━━━ Excerpted data ━━━

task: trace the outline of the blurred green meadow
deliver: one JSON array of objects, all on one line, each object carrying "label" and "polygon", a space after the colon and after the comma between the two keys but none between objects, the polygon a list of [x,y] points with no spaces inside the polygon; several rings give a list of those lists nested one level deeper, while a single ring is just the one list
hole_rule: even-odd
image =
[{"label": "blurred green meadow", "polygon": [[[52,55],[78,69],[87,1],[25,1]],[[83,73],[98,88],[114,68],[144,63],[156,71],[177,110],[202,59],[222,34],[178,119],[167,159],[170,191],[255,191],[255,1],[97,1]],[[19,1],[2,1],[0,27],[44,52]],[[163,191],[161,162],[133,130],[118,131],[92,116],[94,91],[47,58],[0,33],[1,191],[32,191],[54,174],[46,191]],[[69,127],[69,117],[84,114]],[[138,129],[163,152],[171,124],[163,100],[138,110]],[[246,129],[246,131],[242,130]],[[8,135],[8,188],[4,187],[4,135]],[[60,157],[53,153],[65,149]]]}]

━━━

What the task asks: Quote the records above word for word, keeping every line unchanged.

Exercise response:
task: trace the outline of the blurred green meadow
deliver: one JSON array of objects, all on one line, each object carrying "label" and "polygon", a space after the colon and after the comma between the two keys but none between objects, the polygon a list of [x,y] points with no spaces inside the polygon; several rings give a list of those lists nested one level deeper, while a single ring is just the one list
hole_rule: even-odd
image =
[{"label": "blurred green meadow", "polygon": [[[52,55],[78,69],[87,1],[25,1]],[[83,73],[98,88],[114,68],[144,63],[156,71],[177,110],[202,59],[222,34],[178,119],[167,159],[170,191],[255,191],[255,1],[97,1]],[[19,1],[2,1],[0,27],[44,52]],[[163,191],[161,162],[133,130],[118,131],[92,116],[94,91],[47,58],[0,33],[1,191],[32,191],[54,174],[46,191]],[[69,127],[69,117],[84,114]],[[138,129],[163,152],[171,124],[163,100],[138,110]],[[246,129],[246,131],[242,130]],[[8,135],[8,188],[4,187],[4,135]],[[60,157],[53,153],[65,149]]]}]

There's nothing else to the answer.